### What you will do
Starting with the line that contains "In this practice step, locate the green moss", set down each line through the end of the entries below, exactly and with nothing added.

::::

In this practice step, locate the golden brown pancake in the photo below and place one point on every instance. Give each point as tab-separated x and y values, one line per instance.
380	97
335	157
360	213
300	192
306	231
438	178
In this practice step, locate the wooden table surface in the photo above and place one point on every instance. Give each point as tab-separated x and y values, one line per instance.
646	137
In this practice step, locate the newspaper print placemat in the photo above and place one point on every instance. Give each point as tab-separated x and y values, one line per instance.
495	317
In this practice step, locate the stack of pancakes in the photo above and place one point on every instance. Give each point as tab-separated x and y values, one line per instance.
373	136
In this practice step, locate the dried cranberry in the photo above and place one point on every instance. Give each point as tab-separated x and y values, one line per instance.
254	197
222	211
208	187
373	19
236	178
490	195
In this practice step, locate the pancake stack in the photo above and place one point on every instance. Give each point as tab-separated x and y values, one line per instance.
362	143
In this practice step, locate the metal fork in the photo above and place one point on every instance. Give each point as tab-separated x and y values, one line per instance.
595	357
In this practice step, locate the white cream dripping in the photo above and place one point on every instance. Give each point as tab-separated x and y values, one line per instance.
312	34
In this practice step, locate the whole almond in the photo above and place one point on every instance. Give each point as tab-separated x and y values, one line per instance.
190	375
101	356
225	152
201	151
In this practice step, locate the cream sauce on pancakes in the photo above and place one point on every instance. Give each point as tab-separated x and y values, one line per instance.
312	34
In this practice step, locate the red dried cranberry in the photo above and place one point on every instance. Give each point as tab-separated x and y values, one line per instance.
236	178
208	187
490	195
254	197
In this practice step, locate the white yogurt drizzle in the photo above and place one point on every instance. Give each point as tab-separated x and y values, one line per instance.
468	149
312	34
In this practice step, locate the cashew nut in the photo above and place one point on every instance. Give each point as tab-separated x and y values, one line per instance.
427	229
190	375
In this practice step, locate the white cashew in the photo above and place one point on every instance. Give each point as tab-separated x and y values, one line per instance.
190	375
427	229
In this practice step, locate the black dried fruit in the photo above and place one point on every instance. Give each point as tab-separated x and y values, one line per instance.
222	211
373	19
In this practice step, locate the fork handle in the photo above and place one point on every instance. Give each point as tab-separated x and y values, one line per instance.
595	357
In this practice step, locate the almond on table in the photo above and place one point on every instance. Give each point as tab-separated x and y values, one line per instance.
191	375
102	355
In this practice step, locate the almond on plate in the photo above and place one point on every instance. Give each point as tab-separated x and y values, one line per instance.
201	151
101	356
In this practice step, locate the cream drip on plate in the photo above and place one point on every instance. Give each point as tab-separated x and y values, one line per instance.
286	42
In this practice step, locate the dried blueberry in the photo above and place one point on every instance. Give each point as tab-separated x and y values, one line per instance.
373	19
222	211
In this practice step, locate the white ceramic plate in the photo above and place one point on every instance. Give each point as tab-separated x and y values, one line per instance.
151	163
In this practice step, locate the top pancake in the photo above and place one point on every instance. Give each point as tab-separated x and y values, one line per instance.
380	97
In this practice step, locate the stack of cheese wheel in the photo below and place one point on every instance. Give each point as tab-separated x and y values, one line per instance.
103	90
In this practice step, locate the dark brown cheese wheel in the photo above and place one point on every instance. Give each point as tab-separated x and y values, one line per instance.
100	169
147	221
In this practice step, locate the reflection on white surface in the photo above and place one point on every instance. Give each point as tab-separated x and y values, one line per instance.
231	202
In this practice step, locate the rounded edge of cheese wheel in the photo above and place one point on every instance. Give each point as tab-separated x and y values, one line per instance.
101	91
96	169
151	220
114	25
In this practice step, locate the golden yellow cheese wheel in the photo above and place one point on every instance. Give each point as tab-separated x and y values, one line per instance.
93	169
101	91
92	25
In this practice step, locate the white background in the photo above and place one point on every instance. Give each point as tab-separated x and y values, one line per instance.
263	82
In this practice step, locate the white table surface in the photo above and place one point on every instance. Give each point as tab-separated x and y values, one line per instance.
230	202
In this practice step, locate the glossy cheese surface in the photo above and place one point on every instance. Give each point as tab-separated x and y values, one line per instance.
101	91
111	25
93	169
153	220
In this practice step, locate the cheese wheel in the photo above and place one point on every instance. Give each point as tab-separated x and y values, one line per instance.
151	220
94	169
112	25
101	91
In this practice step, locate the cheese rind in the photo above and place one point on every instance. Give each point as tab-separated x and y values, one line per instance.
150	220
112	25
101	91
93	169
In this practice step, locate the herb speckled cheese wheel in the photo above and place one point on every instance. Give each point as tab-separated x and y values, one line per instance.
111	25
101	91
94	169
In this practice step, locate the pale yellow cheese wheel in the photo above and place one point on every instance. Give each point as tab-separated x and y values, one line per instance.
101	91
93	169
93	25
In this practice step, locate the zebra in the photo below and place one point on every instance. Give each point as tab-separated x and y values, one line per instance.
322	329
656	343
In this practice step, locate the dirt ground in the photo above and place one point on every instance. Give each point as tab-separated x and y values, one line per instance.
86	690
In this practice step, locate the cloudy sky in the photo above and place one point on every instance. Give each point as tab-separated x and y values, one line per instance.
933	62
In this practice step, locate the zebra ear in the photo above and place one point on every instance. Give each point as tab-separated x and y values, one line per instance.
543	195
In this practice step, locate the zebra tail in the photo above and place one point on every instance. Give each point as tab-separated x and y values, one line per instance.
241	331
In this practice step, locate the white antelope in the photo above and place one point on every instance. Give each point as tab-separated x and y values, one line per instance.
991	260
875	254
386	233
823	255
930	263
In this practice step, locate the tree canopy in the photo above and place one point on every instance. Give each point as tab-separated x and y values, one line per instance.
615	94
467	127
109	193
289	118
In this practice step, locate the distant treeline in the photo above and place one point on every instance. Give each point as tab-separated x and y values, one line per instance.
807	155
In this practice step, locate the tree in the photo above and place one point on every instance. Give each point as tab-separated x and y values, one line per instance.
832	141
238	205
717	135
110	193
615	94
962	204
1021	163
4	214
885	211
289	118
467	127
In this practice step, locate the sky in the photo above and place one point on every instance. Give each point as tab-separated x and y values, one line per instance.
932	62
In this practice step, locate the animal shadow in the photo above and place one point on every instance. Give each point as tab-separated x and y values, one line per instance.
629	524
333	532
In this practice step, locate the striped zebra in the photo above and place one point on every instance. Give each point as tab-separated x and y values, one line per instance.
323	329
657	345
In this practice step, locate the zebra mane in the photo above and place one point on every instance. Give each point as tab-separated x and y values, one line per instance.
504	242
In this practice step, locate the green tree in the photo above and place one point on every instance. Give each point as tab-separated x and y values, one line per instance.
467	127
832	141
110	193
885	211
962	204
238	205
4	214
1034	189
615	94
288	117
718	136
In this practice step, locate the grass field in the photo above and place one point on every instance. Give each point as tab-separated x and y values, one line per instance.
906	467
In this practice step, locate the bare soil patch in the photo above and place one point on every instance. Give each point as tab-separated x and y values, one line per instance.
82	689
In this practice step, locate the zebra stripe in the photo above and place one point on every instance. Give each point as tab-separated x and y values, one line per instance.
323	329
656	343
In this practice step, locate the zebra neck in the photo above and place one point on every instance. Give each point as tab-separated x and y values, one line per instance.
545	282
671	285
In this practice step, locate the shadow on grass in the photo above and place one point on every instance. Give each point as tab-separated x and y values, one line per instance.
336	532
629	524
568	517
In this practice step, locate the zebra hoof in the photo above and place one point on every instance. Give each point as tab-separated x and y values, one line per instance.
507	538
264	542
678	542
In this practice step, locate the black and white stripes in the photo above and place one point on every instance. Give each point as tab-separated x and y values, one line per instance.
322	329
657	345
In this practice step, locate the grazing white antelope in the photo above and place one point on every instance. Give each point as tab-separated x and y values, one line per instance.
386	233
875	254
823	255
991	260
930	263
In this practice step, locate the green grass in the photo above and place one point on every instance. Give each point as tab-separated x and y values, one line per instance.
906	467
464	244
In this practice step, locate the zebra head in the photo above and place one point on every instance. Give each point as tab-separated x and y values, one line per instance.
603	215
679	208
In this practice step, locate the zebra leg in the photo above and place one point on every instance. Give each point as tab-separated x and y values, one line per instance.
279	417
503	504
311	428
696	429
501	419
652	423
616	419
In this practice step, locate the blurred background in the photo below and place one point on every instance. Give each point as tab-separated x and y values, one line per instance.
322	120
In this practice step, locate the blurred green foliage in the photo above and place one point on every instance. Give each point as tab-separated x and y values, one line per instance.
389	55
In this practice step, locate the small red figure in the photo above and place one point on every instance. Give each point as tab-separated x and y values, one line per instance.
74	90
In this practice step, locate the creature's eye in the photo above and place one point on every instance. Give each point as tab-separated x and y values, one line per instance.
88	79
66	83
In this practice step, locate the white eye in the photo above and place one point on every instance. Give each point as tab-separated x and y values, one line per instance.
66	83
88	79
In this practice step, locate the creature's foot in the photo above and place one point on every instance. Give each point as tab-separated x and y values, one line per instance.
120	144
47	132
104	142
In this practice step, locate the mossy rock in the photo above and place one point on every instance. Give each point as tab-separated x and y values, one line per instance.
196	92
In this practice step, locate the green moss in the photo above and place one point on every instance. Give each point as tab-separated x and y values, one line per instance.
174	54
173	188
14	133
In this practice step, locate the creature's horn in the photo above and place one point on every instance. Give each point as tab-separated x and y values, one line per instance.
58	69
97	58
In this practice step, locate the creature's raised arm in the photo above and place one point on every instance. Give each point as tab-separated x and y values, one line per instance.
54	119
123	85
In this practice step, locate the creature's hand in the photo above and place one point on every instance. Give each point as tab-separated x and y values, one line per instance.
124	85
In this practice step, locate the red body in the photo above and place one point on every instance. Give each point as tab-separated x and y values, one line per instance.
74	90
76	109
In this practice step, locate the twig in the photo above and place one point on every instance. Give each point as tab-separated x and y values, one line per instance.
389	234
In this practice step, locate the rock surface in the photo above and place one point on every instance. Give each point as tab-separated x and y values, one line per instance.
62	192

::::

### Result
In this practice step, locate the green moss in the photo above and place one point on every instance. Give each point as tab-separated x and y values, one line per instance.
174	54
173	188
14	133
In this practice step, locate the creature's horn in the photo above and place one point on every instance. Give each point as tab-separated x and y values, one line per instance.
58	69
97	58
In this practice step, locate the creature's raised arm in the photo above and place one point on every instance. Give each point as tab-separated x and y values, one line per instance.
54	119
123	85
In this practice step, locate the creature's hand in the photo above and place one point on every instance. Give each point as tab-separated x and y values, one line per instance.
124	85
In this practice step, locate the red body in the photo above and place one point on every instance. Give each point as tab-separated x and y values, one line per instance.
74	90
76	109
In this practice step, locate the twig in the photo above and place one point on every instance. Give each point as tab-separated x and y values, one line per instance.
389	234
In this practice step, locate the rock surface in the photo above and place one point on every instance. Give each point as tab-separated x and y values, one line per instance.
62	192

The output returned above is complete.